## What you will do
A – In the SAS forum thread on winsorized and trimmed means, why does the reply suggest combining two datasets? Answer in one to three sentences.
B – Carry on the SAS forum thread on winsorized and trimmed means from the point where it stops.

## Document excerpt
★ ★ ★
Programming the statistical procedures from SAS

winsorized mean and proc univariate ods

Accepted Solution Solved
Reply
Contributor
Posts: 22
Accepted Solution

winsorized mean and proc univariate ods

Hi Folks

 

I'm running the below proc in order to create a unique dataset including for each provincia both the winsorized and trimmed mean ,for variable age and tenure,  with both 10% and %level

 

So I would expect a dataset result like

 

Province AgeWinsored10% AgeTrimmed10% AgeWinsored%  AgTrimmed5%

 ex. Barcelona  x1                       x2                      x3                     x4

  Madrid ec...

 

The code hower is not working how it should be

 

Any Idea about how I should correct the code ??

 

Many thanks

 

 

ods select none;
proc univariate winsor= 0.10 trim=0.1 winsor=0.05 trim=0.05 data=reduced;
var age tenure ;
by provincia;
ods output WinsorizedMeans=winsorizedmean10(keep=WinsorizedMean) TrimmedMeans=trimmedMean10 (keep=TrimmedMean) 
WinsorizedMeans=winsorizedmean5(keep=WinsorizedMean) TrimmedMeans=trimmedMean5 (keep=TrimmedMean) ;
run ;
ods trace off;

 


Accepted Solutions
Solution
‎05-23-2016 11:00 AM
Trusted Advisor
Posts: 1,115

Re: winsorized mean and proc univariate ods

[ Edited ]

I don't think this is possible directly in PROC UNIVARIATE, but, of course, you can combine the two datasets as you can combine any other datasets.
★ ★ ★
## Extracted records
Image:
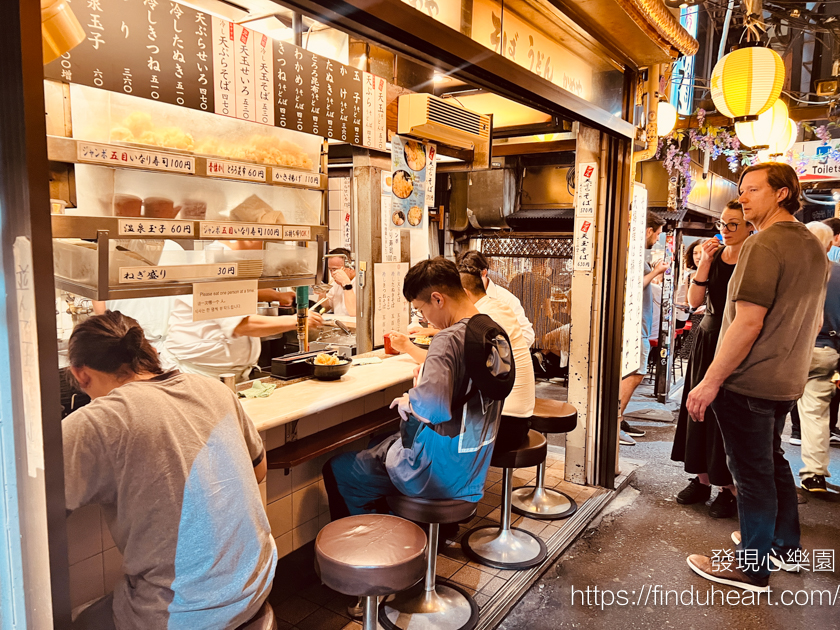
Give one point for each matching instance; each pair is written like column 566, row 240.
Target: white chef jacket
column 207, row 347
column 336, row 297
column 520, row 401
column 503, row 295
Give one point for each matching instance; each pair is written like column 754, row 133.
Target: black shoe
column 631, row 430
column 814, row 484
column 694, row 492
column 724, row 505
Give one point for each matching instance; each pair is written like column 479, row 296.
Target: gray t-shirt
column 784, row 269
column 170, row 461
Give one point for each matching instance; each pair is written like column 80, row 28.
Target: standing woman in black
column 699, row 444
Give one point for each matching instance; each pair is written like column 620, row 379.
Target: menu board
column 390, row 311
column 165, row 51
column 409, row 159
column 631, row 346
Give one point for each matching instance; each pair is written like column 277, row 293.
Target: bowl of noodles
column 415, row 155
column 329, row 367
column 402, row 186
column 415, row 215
★ ★ ★
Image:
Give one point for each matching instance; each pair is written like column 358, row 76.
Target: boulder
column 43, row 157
★ ★ ★
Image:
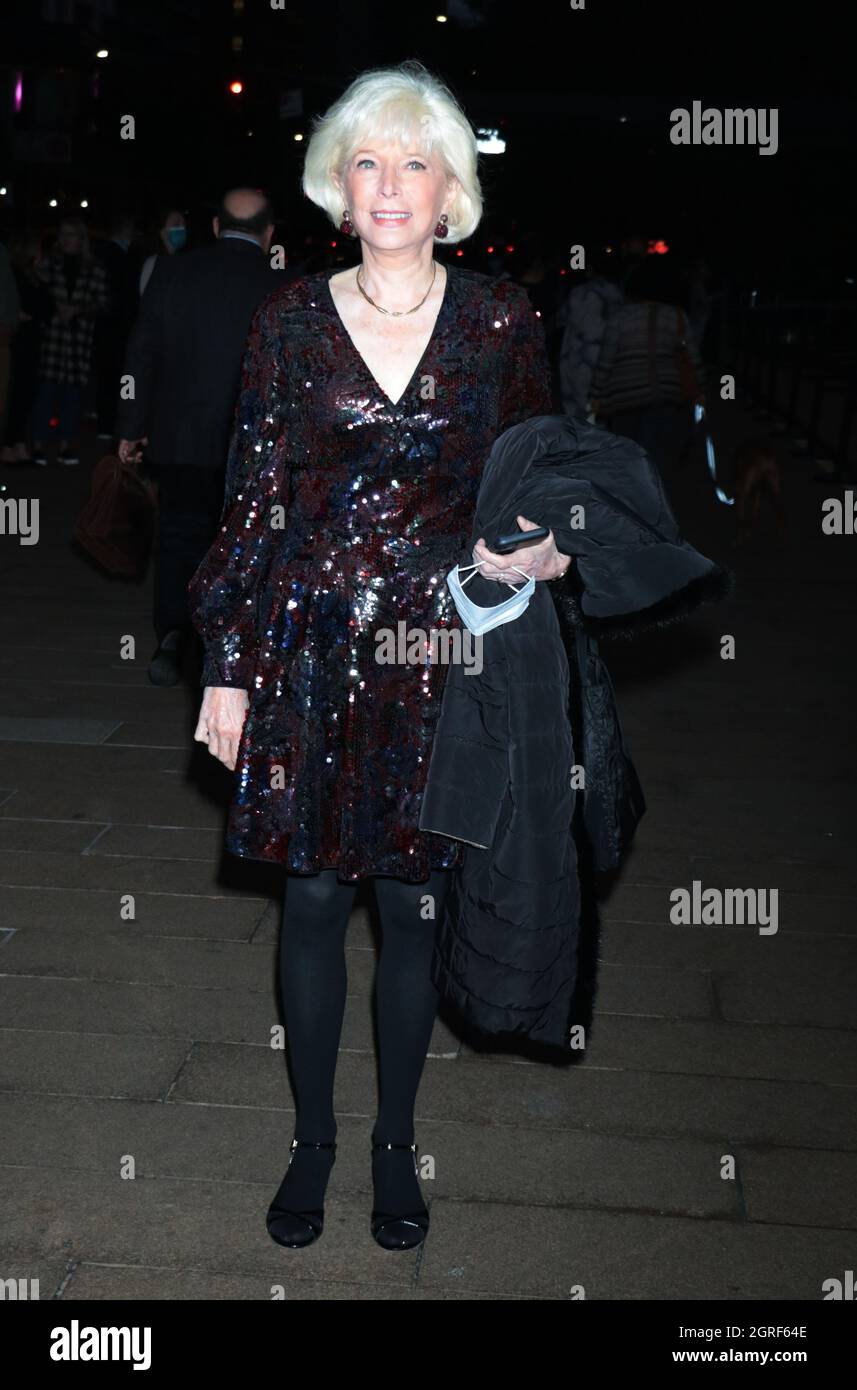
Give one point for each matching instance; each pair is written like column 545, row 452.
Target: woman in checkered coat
★ ★ ★
## The replies
A – The replier doesn't think PROC UNIVARIATE can produce the wanted result directly. So the suggestion is to merge the separate datasets afterward, the same way any other datasets can be combined.

B –
 

Example ("vertical" concatenation):

data allmeans;
set wmeans tmeans indsname=dsn;
length meantype $10;
if scan(dsn,2,'.')=:'W' then meantype='Winsorized';
else meantype='trimmed';
run;

Alternatively, you could join the datasets ("horizontally") so as to have Winsorized and trimmed means as two distinct variables.

Edit: Here's how:

proc sql;
create table allmeans2 as
select a.provincia, a.varname, round(a.halfp, 2.5) as pct,
       a.mean as wmean label='Winsorized mean',
       b.mean as tmean label='Trimmed mean'
from wmeans a, tmeans b
where a.provincia=b.provincia & a.varname=b.varname
      & round(a.halfp, 2.5)=round(b.halfp, 2.5)
order by provincia, varname, pct;
quit;

proc print data=allmeans2 noobs label;
run;

View solution in original post


All Replies
Trusted Advisor
Posts: 1,115

Re: winsorized mean and proc univariate ods

[ Edited ]

Hi @dcortell,

 

Try this:

proc univariate winsor=0.1 0.05 trim=0.1 0.05 data=reduced;
var age tenure;
by provincia;
ods output WinsorizedMeans = wmeans(keep=provincia varname halfp mean)
           TrimmedMeans    = tmeans(keep=provincia varname halfp mean);
run;

The resulting datasets WMEANS and TMEANS will contain one observation per combination of

  • (formatted) value of PROVINCIA
  • analysis variable (age, tenure)
  • percentage (10, 5), to be identified using variable HALFP

Variable MEAN will contain the Winsorized or trimmed means, respectively.

 

Edit: Feel free to use different names for the output datasets WMEANS and TMEANS.

Contributor
Posts: 22

Re: winsorized mean and proc univariate ods

@FreelanceReinhard many thanks for the advice!! There is any way to combine the results of the wins and trims averages in a unique dataset instead that two separate ?

 

Thansk!!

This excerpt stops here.